WRITTEN PROBLEM -
Write every line of the material out exactly as shown.

ENTRIES -

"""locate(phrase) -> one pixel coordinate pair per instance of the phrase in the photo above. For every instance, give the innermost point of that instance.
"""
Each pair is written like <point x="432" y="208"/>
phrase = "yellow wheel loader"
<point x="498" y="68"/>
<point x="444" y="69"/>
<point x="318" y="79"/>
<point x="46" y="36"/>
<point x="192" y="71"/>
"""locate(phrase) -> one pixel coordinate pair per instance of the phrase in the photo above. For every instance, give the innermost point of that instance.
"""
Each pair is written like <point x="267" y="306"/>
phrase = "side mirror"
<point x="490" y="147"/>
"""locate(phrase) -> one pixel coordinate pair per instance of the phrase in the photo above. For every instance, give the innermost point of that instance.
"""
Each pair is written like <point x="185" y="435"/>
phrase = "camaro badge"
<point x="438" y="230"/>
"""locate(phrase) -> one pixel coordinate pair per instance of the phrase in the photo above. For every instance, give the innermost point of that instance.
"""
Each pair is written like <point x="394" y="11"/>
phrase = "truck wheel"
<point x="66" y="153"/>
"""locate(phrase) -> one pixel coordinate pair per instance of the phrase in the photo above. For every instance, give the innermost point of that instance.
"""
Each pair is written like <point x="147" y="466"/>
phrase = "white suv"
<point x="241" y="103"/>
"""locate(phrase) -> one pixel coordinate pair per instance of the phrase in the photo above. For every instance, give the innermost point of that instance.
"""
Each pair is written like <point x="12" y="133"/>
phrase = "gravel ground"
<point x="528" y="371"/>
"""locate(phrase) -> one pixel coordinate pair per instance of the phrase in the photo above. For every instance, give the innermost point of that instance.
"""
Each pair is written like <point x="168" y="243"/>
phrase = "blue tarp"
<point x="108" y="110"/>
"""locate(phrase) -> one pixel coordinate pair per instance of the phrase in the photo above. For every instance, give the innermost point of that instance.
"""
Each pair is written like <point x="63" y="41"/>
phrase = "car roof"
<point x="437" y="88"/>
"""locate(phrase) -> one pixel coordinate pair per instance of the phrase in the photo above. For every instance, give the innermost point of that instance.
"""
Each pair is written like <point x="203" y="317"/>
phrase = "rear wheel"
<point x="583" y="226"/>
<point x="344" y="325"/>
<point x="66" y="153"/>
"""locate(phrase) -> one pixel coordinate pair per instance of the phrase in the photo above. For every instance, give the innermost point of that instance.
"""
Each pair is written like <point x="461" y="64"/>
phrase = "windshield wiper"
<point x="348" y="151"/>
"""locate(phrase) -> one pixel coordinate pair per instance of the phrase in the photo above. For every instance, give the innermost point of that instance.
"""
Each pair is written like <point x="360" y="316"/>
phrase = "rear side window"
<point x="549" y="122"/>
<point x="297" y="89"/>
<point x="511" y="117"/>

FULL SOLUTION -
"""locate(phrase) -> one pixel coordinate pair per instance of the phrase in the photo above. For every instance, give the innermost point of that instance.
"""
Each pair is written like <point x="432" y="208"/>
phrase = "yellow wheel loader"
<point x="498" y="68"/>
<point x="444" y="69"/>
<point x="318" y="79"/>
<point x="46" y="36"/>
<point x="192" y="71"/>
"""locate(phrase) -> one pixel coordinate pair per instance of the phrase in the photo above. For every instance, give the innermost point of that instance.
"""
Each pair is written like <point x="267" y="306"/>
phrase = "side mirror"
<point x="490" y="147"/>
"""locate(phrase) -> one pixel coordinate pair per instance of the phrase in the photo above. For every instance, give the innermost point of that instance.
"""
Each pair is written like <point x="185" y="435"/>
phrase = "camaro badge"
<point x="438" y="230"/>
"""locate(phrase) -> one pixel coordinate pair per instance of the phrase in the photo above. For every instance, give the innermost point of that instance.
"""
Each pair is written like <point x="394" y="11"/>
phrase = "truck wheel"
<point x="66" y="153"/>
"""locate(phrase) -> one pixel coordinate pair per instance of the phrase in the photo above. For every instance, give the innermost point of that instance.
"""
Each pair is written like <point x="147" y="466"/>
phrase = "white suv"
<point x="241" y="103"/>
"""locate(phrase) -> one pixel coordinate pair per instance of the phrase in the photo above. For every instance, give the innermost point of that instance.
"""
Each pair is written like <point x="12" y="133"/>
phrase = "gravel ground"
<point x="528" y="371"/>
"""locate(phrase) -> one pixel coordinate pair per instance of the phrase in the photo above. For every instance, give the innermost point of that instance.
"""
Each pair is written like <point x="168" y="243"/>
phrase = "blue tarp"
<point x="108" y="110"/>
"""locate(phrase) -> one pixel coordinate pair per instance of the phrase in the photo above. For every instance, give the innermost point of that instance.
"""
Each pair is written like <point x="63" y="41"/>
phrase = "car roof"
<point x="437" y="88"/>
"""locate(phrase) -> one pixel coordinate pair per instance of the phrase in the photo above. For every instance, give the innermost point of that instance.
"""
Each pair is written like <point x="203" y="317"/>
phrase = "rear wheel"
<point x="583" y="226"/>
<point x="344" y="325"/>
<point x="66" y="153"/>
"""locate(phrase) -> one pixel coordinate pair per instance of the phrase in the photo above. For every instance, give the innermost point of that instance.
"""
Each pair is written like <point x="461" y="64"/>
phrase = "windshield wiper"
<point x="348" y="151"/>
"""locate(phrase) -> one pixel coordinate pair per instance of the phrase in the photo above. For every instance, give the innermost point of that instance.
"""
Each pair is written like <point x="360" y="316"/>
phrase = "rear side window"
<point x="549" y="122"/>
<point x="297" y="89"/>
<point x="511" y="117"/>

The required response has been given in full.